ARBEITSAUFTRAG 1:
Stimmen die Aussagen (a), (b) und (c) mit dem Text über CUDA überein? Antworte jeweils mit Ja oder Nein und zitiere die entscheidenden Worte des Textes wörtlich.
(a) Tensorwave nutzt ausschließlich Chips von AMD.
(b) Das Event „Beyond CUDA“ fand am letzten Abend der Konferenz statt.
(c) Laut Branchenanalysten hat AMD auf der Softwareseite bereits aufgeholt.
ARBEITSAUFTRAG 2: Führe den Text über CUDA und seine Konkurrenz nach dessen letztem Satz fort.

VORLIEGENDER TEXT:
Noch während Buck auf der GTC-Konferenz sprach, versuchten Entwickler in aller Welt, die Dominanz von CUDA zu durchbrechen. Am ersten Abend der Konferenz veranstaltete Tensorwave – ein KI-Cloud-Unternehmen, das ausschließlich Chips von Nvidias einzigem US-Konkurrenten AMD nutzt – ein Event mit dem Titel „Beyond CUDA“.

Jeff Tatarchuck, Mitbegründer von Tensorwave, sagte, dass mehr als „24 Speaker darüber sprachen, was sie tun, um den CUDA-Graben zu überwinden.“

AMD, das ebenfalls auf der Veranstaltung präsentierte, bemüht sich ausdrücklich darum, auf der Softwareseite des KI-Computings aufzuholen. Laut Branchenanalysten ist das Halbleiter-Unternehmen jedoch noch längst nicht so weit.

EXTRAHIERTE ANGABEN:
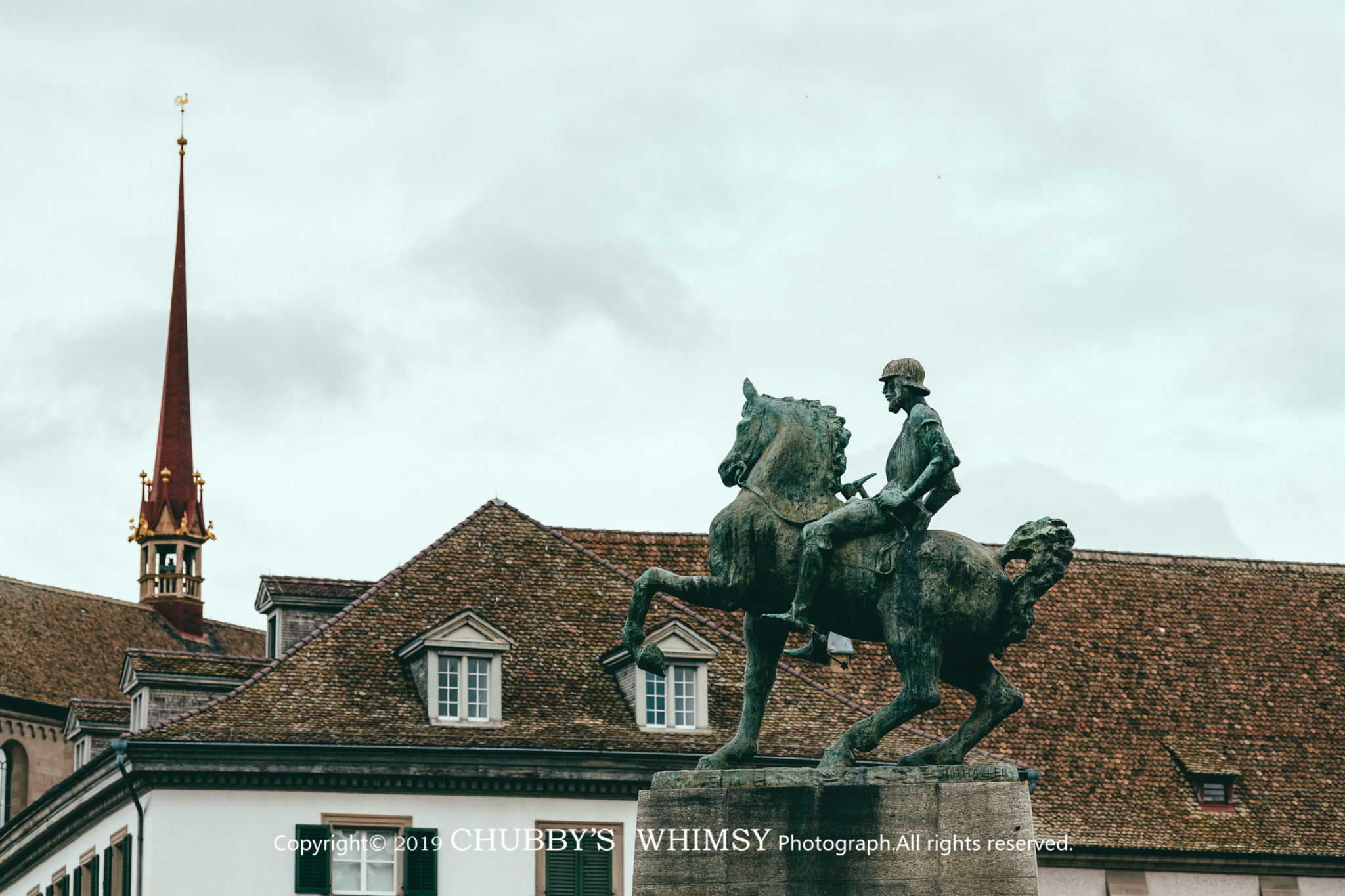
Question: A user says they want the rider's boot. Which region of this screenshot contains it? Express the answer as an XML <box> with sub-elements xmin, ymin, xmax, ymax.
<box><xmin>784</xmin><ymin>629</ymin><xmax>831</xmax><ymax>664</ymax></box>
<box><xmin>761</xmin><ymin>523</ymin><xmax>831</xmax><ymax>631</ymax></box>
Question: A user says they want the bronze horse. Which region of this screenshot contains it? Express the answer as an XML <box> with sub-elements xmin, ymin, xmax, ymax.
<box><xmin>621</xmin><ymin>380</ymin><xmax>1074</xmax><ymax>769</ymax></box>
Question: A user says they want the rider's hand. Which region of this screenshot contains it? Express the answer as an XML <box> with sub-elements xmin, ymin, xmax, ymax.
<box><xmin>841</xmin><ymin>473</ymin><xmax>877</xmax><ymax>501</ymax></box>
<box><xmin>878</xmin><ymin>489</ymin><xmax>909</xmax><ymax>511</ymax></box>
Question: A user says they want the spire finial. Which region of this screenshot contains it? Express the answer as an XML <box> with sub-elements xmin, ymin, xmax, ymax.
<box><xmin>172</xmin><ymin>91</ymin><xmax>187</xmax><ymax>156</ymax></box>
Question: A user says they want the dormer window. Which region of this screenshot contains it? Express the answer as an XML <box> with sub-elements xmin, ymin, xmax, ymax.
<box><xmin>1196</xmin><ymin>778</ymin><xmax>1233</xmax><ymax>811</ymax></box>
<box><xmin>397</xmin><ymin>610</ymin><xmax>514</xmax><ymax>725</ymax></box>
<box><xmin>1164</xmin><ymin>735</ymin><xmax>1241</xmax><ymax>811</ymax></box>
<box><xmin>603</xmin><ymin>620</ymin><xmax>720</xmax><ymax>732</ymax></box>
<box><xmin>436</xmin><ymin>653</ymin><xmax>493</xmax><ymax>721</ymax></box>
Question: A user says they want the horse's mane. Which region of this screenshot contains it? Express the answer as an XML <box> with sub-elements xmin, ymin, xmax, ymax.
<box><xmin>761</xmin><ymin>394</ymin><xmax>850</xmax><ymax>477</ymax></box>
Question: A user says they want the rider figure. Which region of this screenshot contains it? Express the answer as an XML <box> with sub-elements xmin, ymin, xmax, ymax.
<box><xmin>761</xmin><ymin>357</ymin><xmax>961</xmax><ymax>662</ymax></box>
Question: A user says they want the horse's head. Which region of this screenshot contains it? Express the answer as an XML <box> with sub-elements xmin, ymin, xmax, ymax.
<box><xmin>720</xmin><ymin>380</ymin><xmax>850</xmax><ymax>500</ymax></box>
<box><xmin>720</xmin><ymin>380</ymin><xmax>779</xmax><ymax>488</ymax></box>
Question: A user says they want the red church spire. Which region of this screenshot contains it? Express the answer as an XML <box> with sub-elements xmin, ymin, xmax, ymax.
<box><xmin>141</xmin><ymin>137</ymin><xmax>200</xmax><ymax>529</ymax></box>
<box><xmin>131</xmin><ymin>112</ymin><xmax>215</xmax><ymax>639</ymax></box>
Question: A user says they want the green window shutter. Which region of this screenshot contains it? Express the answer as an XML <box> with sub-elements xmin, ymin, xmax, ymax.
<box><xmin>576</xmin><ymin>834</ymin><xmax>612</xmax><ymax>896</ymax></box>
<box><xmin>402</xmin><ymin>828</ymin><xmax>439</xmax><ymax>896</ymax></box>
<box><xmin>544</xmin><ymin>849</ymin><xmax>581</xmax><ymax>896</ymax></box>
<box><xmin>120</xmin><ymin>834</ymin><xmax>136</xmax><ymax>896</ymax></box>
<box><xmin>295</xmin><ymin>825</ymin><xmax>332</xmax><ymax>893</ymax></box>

ANTWORTBEREICH 1:
(a) Ja: „ein KI-Cloud-Unternehmen, das ausschließlich Chips von Nvidias einzigem US-Konkurrenten AMD nutzt“
(b) Nein: „Am ersten Abend der Konferenz“
(c) Nein: „Laut Branchenanalysten ist das Halbleiter-Unternehmen jedoch noch längst nicht so weit.“

ANTWORTBEREICH 2:
„Die KI überrascht uns immer wieder“

Harris erklärte BI, dass Bucks Team viel Zeit damit verbringe, mit Forschern zu sprechen, um an der Spitze zu bleiben. Das war schon immer so, aber die Art der Arbeit habe sich geändert. Vor einem Jahrzehnt überzeugte Buck noch die Forscher davon, beschleunigtes Computing bei ihren Probleme anzuwenden; jetzt hat sich das Blatt gewendet.

„Eine der größten Herausforderungen meiner Arbeit besteht oft darin, die Zukunft vorherzusagen, aber die KI überrascht uns immer wieder“, sagte Buck diesen Monat auf einer Konferenz der Bank of America. Zu verstehen, was die klügsten KI-Köpfe von Nvidia brauchen, ist von größter Bedeutung.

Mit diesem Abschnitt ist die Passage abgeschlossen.